◆ Required work ◆
Reproduce all the entries exactly.

Dataset rows on where objects appear:
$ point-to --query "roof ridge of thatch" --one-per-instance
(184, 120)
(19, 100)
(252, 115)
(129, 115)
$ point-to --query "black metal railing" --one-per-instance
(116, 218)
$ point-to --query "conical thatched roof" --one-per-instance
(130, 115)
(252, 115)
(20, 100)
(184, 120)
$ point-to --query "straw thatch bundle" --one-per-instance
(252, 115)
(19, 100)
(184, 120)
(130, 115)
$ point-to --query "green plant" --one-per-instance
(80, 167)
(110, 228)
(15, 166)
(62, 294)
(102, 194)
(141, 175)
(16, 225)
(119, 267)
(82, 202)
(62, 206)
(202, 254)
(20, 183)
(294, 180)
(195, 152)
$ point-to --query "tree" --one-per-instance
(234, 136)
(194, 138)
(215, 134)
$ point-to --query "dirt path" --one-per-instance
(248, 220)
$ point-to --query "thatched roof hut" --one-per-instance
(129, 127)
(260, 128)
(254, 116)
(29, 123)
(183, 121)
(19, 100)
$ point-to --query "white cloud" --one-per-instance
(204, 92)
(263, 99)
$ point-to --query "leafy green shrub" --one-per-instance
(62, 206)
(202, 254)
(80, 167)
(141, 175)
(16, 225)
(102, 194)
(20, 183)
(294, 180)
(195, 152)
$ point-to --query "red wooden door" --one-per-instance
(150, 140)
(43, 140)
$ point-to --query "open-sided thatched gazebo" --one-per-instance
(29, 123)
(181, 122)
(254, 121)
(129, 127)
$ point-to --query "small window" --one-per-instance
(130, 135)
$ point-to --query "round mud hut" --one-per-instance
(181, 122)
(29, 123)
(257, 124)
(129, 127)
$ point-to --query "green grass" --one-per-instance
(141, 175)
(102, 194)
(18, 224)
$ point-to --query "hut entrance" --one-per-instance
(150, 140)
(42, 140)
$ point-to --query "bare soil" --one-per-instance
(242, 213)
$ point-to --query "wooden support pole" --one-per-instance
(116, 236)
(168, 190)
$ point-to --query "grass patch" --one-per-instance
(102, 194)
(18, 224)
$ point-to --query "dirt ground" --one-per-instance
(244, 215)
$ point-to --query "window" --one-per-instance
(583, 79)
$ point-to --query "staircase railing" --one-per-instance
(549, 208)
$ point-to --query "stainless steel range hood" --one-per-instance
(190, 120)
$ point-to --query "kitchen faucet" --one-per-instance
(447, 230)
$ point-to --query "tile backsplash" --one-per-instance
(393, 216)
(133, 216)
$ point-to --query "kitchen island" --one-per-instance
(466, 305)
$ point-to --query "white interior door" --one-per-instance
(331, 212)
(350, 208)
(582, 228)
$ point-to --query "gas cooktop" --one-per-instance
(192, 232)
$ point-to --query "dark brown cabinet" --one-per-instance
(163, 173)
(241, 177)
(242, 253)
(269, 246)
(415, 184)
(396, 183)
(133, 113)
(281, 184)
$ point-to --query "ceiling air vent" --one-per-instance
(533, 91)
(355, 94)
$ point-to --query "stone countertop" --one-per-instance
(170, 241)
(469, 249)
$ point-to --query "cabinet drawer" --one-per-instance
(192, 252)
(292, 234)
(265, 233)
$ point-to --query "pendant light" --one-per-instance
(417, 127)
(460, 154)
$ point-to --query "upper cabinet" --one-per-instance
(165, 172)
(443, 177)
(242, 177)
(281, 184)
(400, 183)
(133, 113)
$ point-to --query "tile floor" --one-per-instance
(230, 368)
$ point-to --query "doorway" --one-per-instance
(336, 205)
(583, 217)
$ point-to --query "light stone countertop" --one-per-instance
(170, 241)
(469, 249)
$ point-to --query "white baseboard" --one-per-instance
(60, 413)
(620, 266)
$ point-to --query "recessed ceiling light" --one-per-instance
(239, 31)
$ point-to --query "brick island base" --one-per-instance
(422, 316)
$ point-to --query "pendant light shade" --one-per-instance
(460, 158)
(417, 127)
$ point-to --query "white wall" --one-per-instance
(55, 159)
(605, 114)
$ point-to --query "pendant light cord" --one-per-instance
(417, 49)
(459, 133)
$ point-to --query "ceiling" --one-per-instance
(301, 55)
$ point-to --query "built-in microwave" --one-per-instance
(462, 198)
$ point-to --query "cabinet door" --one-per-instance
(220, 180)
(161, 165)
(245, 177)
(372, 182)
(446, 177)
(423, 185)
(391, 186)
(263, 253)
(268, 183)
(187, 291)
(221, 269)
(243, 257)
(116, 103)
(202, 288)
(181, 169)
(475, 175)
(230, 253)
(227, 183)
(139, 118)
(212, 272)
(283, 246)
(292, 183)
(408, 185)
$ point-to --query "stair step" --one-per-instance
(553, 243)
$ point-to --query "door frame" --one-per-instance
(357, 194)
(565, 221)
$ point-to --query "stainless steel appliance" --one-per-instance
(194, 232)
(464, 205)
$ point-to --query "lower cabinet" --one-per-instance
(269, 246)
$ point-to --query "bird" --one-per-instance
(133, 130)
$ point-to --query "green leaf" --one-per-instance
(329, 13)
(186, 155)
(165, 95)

◆ The answer ◆
$ point-to --query "roof ridge of thatch" --one-per-instance
(184, 120)
(19, 100)
(252, 115)
(129, 115)
$ point-to --query "black metal railing" --one-per-instance
(116, 218)
$ point-to --query "conical thatched roof" --one-per-instance
(130, 115)
(252, 115)
(20, 100)
(184, 120)
$ point-to --query "straw thatch bundle" --one-per-instance
(252, 115)
(19, 100)
(184, 120)
(130, 115)
$ point-to --query "green plant" --one-per-instance
(80, 167)
(110, 228)
(15, 166)
(62, 294)
(102, 194)
(141, 175)
(16, 225)
(119, 267)
(82, 202)
(62, 206)
(202, 254)
(20, 183)
(294, 180)
(195, 152)
$ point-to --query "tree" --one-per-instance
(234, 136)
(194, 138)
(215, 134)
$ point-to --query "dirt path" --one-per-instance
(248, 220)
$ point-to --query "thatched roof hut" --one-per-instance
(129, 127)
(260, 128)
(254, 116)
(29, 123)
(183, 121)
(19, 100)
$ point-to --query "white cloud" --one-per-instance
(204, 92)
(263, 99)
$ point-to --query "leafy green shrub" --one-per-instance
(62, 206)
(202, 254)
(80, 167)
(141, 175)
(16, 225)
(102, 194)
(20, 183)
(294, 180)
(195, 152)
$ point-to --query "red wooden door" --one-per-instance
(150, 140)
(43, 140)
$ point-to --query "open-sided thatched gazebo" --one-per-instance
(29, 123)
(181, 122)
(254, 121)
(129, 127)
$ point-to --query "small window" --one-per-instance
(130, 135)
$ point-to --query "round mud hut" --one-per-instance
(181, 122)
(29, 123)
(257, 124)
(129, 127)
$ point-to --query "green grass" --one-per-instance
(141, 175)
(102, 194)
(18, 224)
$ point-to --query "hut entrance" --one-per-instance
(150, 140)
(42, 140)
$ point-to --query "bare soil" --one-per-instance
(242, 213)
$ point-to --query "wooden support pole" --one-per-instance
(116, 236)
(168, 190)
$ point-to --query "grass patch" --one-per-instance
(102, 194)
(18, 224)
$ point-to --query "dirt ground" --one-per-instance
(244, 215)
$ point-to --query "window" --one-per-instance
(583, 79)
$ point-to --query "staircase railing" --one-per-instance
(549, 208)
$ point-to --query "stainless steel range hood" --one-per-instance
(190, 120)
$ point-to --query "kitchen faucet" --one-per-instance
(447, 230)
$ point-to --query "tile backsplash" --one-per-instance
(393, 216)
(133, 216)
$ point-to --query "kitchen island" --one-per-instance
(466, 305)
$ point-to --query "white interior door" --one-per-instance
(331, 212)
(350, 208)
(582, 228)
$ point-to --query "gas cooktop" --one-per-instance
(192, 232)
$ point-to --query "dark brown cabinet" --one-per-instance
(163, 173)
(241, 177)
(242, 253)
(269, 246)
(415, 184)
(396, 183)
(133, 113)
(281, 184)
$ point-to --query "ceiling air vent" --one-per-instance
(533, 91)
(355, 94)
$ point-to --query "stone countertop" --one-per-instance
(170, 241)
(469, 249)
$ point-to --query "cabinet drawer" --one-per-instance
(192, 252)
(292, 234)
(265, 233)
$ point-to --query "pendant light" --one-per-instance
(417, 127)
(460, 154)
$ point-to --query "upper cabinet" --one-per-instance
(165, 172)
(443, 177)
(242, 177)
(281, 184)
(400, 183)
(133, 113)
$ point-to --query "tile floor" --one-per-instance
(230, 368)
$ point-to --query "doorway" --one-per-instance
(336, 205)
(583, 217)
$ point-to --query "light stone countertop" --one-per-instance
(170, 241)
(469, 249)
$ point-to --query "white baseboard" --one-per-instance
(60, 413)
(620, 266)
$ point-to --query "recessed ceiling light" --one-per-instance
(239, 31)
$ point-to --query "brick island base" --one-per-instance
(422, 316)
$ point-to --query "pendant light shade" --one-per-instance
(460, 158)
(417, 127)
$ point-to --query "white wall" --one-per-instance
(55, 159)
(605, 114)
$ point-to --query "pendant light cord" --one-per-instance
(417, 49)
(459, 133)
$ point-to --query "ceiling" --one-per-instance
(301, 55)
$ point-to --query "built-in microwave" --one-per-instance
(462, 198)
$ point-to --query "cabinet door" --one-per-instance
(220, 180)
(161, 165)
(245, 177)
(372, 182)
(446, 177)
(423, 185)
(391, 186)
(263, 253)
(268, 183)
(187, 291)
(221, 269)
(243, 257)
(116, 103)
(202, 288)
(181, 169)
(475, 175)
(230, 253)
(227, 183)
(139, 118)
(212, 272)
(283, 246)
(292, 183)
(408, 185)
$ point-to --query "stair step" --one-per-instance
(553, 243)
$ point-to --query "door frame" --one-per-instance
(357, 194)
(565, 221)
$ point-to --query "stainless steel appliance" --one-per-instance
(194, 232)
(464, 205)
$ point-to --query "lower cabinet" --one-per-instance
(269, 246)
$ point-to --query "bird" --one-per-instance
(133, 130)
$ point-to --query "green leaf" --one-per-instance
(329, 13)
(186, 155)
(165, 95)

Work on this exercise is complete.